TEXTO EXTRAÍDO -
%%

O que nos traz de volta àquele famoso pivoteamento na direção da Ásia – que se supôs que fosse o principal tema geopolítico do governo Obama 2.0. Talvez até seja. Mas aparecerá acompanhado, já ninguém duvida, pelo pivoteamento do AFRICOM por todo o Sahara/Sahel, em modo drone – para crescente irritação em Pequim; e também pelo pivoteamento de Doha-Washington, que pivoteiam feito loucas em apoio a ex-“terroristas” convertidos em “combatentes da liberdade” e vice-versa.
 
E ainda sequer se comentou um pivoteamento-zero também incluído nessa trama noir: o governo Obama 2.0 não afrouxa o assustador abraço que o associa à medieval Casa de Saudcum “estabilidade na Península Arábe” – como recomenda um dos suspeitos de sempre, muito medíocre (embora influente) “veterano oficial da inteligência”. [8]
 
Play it again, Sam. Naquela cena de O Falcão Maltês, no início do “caso” entre Humphrey Bogart (digamos que represente o papel do Pentágono) e Sydney Greenstreet (digamos que represente Pequim), o oficial é o terceiro que se vê ali.  [9] O pivoteamento para a Ásia é invenção, essencialmente de Andrew Marshall, [10] conhecido totem-Yoda [11] da segurança nacional nos EUA.
 
Marshall esteve por trás da Revolução em Assuntos Militares [orig. Revolution in Military Affairs (RMA)] – tudo que todos os fãs freaks de Donald Rumsfeld mais apreciam; foi “o cérebro” da fracassada operação “Choque e Pavor” (que só serviu para destruir o Iraque além de qualquer “reconstrução” possível, com capitalismo de desastre & tudo); e ainda é “o cérebro”, hoje, por trás do conceito de “Batalha Ar-Mar”. [12]
 
A premissa da “Batalha Ar-Mar” é que Pequim atacará as forças dos EUA no Pacífico – ideia ridícula, sinceramente (mesmo que se encene operação fantasticamente imensa, em que os EUA se autoataquem, a ser apresentada como “deflagradora” da retaliação). Em seguida, então, os EUA retaliariam, com uma “blinding campaign” [para cegar o inimigo] – equivalente naval da Operação Choque e Pavor. A Força Aérea e a Marinha dos EUA, ambas, adoraram o “conceito”, porque implica muitos negócios de equipamento pesado para mobiliar e armar muitas bases pelo Pacífico e em outros pontos.

%%

CONJUNTO DE LINHAS -
%%

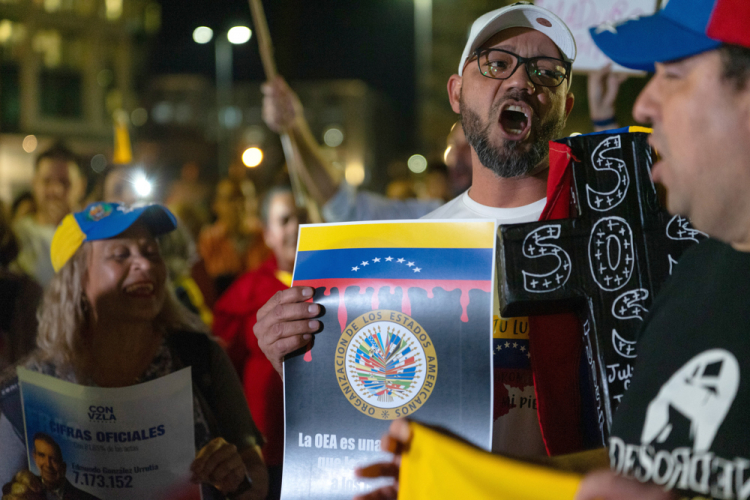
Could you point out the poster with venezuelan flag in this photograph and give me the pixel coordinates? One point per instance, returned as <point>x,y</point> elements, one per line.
<point>407,332</point>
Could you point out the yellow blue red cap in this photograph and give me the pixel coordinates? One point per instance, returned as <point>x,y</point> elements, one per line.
<point>101,220</point>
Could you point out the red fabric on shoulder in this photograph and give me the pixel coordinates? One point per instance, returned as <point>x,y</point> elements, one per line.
<point>556,340</point>
<point>728,22</point>
<point>234,318</point>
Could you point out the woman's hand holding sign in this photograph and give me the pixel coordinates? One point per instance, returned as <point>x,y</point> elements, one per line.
<point>25,486</point>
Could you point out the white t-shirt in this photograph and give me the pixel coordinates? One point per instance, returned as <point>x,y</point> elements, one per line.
<point>516,428</point>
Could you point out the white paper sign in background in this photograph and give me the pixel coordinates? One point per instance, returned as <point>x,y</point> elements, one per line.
<point>580,15</point>
<point>117,444</point>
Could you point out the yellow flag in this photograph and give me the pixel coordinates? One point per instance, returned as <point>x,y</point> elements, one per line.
<point>123,154</point>
<point>437,466</point>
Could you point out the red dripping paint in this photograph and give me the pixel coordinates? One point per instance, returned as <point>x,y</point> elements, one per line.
<point>376,284</point>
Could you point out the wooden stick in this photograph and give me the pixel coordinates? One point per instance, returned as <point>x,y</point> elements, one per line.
<point>264,39</point>
<point>288,142</point>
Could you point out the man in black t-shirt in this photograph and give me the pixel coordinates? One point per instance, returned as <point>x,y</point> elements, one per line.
<point>683,424</point>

%%

INSTRUÇÕES DE TRABALHO -
A. Reproduza, sem nenhuma alteração, tudo o que vai de "Play it again, Sam." até "nacional nos EUA." no texto sobre o pivoteamento para a Ásia.
B. Segundo o texto sobre o pivoteamento para a Ásia, de quem é essencialmente a invenção desse pivoteamento?
C. Escreva a parte seguinte do texto sobre o pivoteamento para a Ásia, começando logo depois da última frase apresentada.
As linhas não têm relação com o texto sobre o pivoteamento para a Ásia.

RESPOSTAS POR TAREFA -
A.
Play it again, Sam. Naquela cena de O Falcão Maltês, no início do “caso” entre Humphrey Bogart (digamos que represente o papel do Pentágono) e Sydney Greenstreet (digamos que represente Pequim), o oficial é o terceiro que se vê ali.  [9] O pivoteamento para a Ásia é invenção, essencialmente de Andrew Marshall, [10] conhecido totem-Yoda [11] da segurança nacional nos EUA.

B. Essencialmente de Andrew Marshall.

C.
 
Assim sendo, mesmo que a contraguerrilha à moda David Petraeus tenha-se pivoteado e recebido ares de “guerras de sombras” da CIA de John Brennan, o grande negócio pelo qual tantos salivam é, sim, o pivoteamento na direção da Ásia: uma pseudoestratégica, concebida exclusivamente para manter o orçamento do Pentágono em níveis exorbitantes, inventando e promovendo uma nova Guerra Fria, dessa vez contra a China.
 
“Nunca conseguirão juntar ouro suficiente para impor ao mundo seus projetos maléficos” – quase se ouve a voz de Marshall, sobre a China (sem a elegância e o aplomb de Bogart ou de Greenstreet, claro). Hammett ficaria horrorizado: o falcão maltês de Marshall é a substância de que se fazem os sonhos (de guerra).
 

 
Notas de rodapé
 
*Sobre o verbo “pivotar. Há no original clara referência ao “movimento de pivô” do presidente Obama, afastando-se do Oriente Médio para meter-se com a China, como se pensou de início, mas, como já se vê, para meter-se também com o norte da África [NTs].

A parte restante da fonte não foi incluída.